++++ Supplied text ++++

[dba-SQLServer] Bulk insert

jwcolby jwcolby at colbyconsulting.com
Fri May 11 19:00:48 CDT 2007


>Go with a big 64 bit CPU box and Windows Vista 64 bit Business Version that
will give you access to 128 Gig of onboard RAM

Yep.  And about $20K later I will have a honkin machine.  And someday I will
do that, but not until the money starts to roll in from doing all this stuff
on the cheap.


John W. Colby
Colby Consulting
www.ColbyConsulting.com
-----Original Message-----
From: dba-sqlserver-bounces at databaseadvisors.com
[mailto:dba-sqlserver-bounces at databaseadvisors.com] On Behalf Of
MartyConnelly
Sent: Friday, May 11, 2007 7:24 PM
To: dba-sqlserver at databaseadvisors.com
Subject: Re: [dba-SQLServer] Bulk insert

Go with a big 64 bit CPU box and Windows Vista 64 bit Business Version that
will give you access to 128 Gig of onboard RAM


JWColby wrote:

>Marty,
>
>My only question about this method is the loading of all the records at 
>one go before processing.  Remember that I am doing raw files that can 
>be 4 gigabytes of text, up to (in this case) 4 million records and (in 
>this case)
>149 fields.  These files are HUGE by desktop standards.
>
>My method uses a single line read / process / write and thus is pretty 
>much guaranteed to handle any size file, any number of records, any 
>number of fields.
>
>
>
>John W. Colby
>Colby Consulting
>www.ColbyConsulting.com
>
>-----Original Message-----
>From: dba-sqlserver-bounces at databaseadvisors.com
>[mailto:dba-sqlserver-bounces at databaseadvisors.com] On Behalf Of 
>MartyConnelly
>Sent: Wednesday, May 09, 2007 2:04 PM
>To: dba-sqlserver at databaseadvisors.com
>Subject: Re: [dba-SQLServer] Bulk insert
>
>Another option is to use SqlBulkCopy a class that comes with Net 
>Framework 2.0 There is a SqlBulkCopy example in the book below that uses a
CSV import.

++++

## Tasks to perform
[1] Please reproduce the part of the bulk insert thread that begins at the words "jwcolby jwcolby at" and stops after the words "on the cheap.".
[2] According to the bulk insert thread, how large can the raw text files be?
[3] Summarize the bulk insert thread in three sentences.
You won't need the material.

++++ Entries shown ++++

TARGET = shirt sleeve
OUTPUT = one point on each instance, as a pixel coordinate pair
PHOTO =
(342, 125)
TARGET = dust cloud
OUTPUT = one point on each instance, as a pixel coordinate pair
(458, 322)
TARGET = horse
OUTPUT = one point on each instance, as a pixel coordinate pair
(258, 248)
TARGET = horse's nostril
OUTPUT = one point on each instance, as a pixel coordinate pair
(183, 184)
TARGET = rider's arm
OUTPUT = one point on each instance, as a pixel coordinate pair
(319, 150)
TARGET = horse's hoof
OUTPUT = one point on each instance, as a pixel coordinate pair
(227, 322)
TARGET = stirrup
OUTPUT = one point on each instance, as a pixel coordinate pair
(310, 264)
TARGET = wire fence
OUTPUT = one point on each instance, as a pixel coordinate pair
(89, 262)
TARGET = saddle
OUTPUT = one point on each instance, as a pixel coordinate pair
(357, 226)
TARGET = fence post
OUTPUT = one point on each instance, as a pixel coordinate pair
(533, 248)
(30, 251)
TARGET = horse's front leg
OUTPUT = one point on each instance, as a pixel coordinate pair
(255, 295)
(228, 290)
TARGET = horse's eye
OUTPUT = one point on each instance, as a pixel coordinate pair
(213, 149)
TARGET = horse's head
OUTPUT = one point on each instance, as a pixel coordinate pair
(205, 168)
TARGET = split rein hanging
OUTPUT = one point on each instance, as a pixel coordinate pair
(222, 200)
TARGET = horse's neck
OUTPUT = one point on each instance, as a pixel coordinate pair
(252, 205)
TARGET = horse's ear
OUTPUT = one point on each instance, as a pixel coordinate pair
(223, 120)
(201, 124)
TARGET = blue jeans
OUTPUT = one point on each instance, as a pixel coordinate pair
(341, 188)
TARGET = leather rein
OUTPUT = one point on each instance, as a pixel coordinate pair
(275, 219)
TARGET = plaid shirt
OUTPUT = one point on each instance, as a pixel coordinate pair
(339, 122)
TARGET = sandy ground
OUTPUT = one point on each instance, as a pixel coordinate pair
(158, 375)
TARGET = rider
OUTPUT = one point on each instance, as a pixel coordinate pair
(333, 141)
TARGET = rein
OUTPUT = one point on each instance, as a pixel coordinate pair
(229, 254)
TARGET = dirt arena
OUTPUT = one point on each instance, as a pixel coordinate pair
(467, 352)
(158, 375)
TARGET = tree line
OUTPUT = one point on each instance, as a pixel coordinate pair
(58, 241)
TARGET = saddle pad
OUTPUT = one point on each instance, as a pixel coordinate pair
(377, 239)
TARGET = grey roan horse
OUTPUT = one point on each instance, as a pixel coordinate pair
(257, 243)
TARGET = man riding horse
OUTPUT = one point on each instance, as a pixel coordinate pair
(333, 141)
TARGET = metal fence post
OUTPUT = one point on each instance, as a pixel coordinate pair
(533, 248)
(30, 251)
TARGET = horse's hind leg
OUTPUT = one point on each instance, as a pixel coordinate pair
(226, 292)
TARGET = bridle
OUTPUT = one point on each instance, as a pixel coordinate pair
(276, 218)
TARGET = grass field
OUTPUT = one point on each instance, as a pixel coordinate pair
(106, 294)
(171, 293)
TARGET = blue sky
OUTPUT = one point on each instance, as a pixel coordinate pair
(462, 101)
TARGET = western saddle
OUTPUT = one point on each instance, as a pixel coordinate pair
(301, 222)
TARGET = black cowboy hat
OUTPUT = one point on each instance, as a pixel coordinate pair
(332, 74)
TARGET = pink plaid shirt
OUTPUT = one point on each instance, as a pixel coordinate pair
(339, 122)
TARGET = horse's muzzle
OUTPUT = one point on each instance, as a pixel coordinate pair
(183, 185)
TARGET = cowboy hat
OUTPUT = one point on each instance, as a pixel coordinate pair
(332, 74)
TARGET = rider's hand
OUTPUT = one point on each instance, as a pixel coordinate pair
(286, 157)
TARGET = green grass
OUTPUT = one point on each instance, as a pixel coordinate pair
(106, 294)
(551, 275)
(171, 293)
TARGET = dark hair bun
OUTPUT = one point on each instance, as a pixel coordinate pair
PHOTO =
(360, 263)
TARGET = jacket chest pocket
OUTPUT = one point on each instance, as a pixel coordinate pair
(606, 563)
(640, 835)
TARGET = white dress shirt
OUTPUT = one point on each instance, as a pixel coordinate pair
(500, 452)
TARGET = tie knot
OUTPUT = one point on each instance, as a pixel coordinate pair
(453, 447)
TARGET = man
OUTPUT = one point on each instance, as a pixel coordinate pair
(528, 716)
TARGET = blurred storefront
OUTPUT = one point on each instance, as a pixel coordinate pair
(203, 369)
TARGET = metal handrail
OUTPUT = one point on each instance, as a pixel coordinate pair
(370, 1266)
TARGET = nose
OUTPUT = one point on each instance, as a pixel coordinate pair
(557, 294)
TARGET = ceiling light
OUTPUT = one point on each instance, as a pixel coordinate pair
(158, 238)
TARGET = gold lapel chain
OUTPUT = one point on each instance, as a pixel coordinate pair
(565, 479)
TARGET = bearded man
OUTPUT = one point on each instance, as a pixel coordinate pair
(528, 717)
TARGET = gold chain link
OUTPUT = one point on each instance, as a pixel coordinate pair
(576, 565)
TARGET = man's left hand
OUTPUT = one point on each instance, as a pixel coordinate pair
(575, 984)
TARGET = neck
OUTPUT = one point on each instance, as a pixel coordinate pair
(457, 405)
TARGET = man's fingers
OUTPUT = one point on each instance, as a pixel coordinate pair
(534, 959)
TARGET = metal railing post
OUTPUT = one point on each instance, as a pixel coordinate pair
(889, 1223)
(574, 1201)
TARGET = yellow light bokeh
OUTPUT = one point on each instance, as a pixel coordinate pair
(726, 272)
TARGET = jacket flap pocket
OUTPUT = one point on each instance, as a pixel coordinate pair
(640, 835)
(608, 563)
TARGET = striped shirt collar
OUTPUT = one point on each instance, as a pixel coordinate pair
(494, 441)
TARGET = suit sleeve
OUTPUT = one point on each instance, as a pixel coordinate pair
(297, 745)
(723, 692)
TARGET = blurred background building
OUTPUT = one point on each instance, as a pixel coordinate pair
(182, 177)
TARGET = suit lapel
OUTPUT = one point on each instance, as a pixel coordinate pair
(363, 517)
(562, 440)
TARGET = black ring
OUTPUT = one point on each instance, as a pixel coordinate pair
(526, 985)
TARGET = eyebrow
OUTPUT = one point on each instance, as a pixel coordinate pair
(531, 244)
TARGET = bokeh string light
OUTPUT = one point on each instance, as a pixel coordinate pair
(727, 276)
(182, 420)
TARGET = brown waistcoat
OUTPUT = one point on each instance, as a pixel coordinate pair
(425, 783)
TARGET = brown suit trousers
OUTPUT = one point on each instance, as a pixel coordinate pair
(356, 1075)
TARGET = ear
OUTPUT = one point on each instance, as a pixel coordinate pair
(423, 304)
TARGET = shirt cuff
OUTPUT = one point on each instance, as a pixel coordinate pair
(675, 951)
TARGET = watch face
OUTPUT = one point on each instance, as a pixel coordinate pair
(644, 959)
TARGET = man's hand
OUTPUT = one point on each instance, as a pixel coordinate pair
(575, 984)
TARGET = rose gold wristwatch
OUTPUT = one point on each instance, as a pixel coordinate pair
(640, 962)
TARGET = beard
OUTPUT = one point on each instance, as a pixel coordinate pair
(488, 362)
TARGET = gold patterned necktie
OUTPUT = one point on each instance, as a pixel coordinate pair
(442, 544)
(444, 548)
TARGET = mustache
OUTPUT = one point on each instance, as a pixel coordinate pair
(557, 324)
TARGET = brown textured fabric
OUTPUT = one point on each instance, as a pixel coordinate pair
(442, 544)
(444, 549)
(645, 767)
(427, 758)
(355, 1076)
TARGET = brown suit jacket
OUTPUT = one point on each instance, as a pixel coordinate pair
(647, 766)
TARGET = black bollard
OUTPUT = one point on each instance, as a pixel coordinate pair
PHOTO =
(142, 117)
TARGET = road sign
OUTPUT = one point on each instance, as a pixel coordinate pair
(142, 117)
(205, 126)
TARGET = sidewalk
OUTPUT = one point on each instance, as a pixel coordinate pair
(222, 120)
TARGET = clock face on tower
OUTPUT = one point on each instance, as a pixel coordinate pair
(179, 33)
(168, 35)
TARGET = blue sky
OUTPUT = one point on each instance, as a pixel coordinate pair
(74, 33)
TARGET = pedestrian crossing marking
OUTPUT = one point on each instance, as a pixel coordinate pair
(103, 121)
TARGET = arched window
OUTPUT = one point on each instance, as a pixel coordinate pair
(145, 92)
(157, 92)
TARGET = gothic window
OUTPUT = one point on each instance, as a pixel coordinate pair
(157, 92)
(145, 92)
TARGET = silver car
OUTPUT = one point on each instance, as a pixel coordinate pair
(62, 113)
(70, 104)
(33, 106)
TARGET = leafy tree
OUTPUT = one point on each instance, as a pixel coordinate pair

++++

## In response
[1]
jwcolby jwcolby at colbyconsulting.com
Fri May 11 19:00:48 CDT 2007


>Go with a big 64 bit CPU box and Windows Vista 64 bit Business Version that
will give you access to 128 Gig of onboard RAM

Yep.  And about $20K later I will have a honkin machine.  And someday I will
do that, but not until the money starts to roll in from doing all this stuff
on the cheap.

[2] They can be 4 gigabytes of text.

[3] MartyConnelly suggests SqlBulkCopy, a class that comes with .NET Framework 2.0, as another bulk insert option. John W. Colby doubts that loading all records at once suits his raw files of up to 4 gigabytes, 4 million records and 149 fields, and he says his single-line read/process/write method can handle any size file. MartyConnelly then recommends a big 64-bit CPU box running Windows Vista 64-bit Business with access to 128 Gig of RAM, and Colby replies that such a machine would cost about $20K and must wait until money comes in.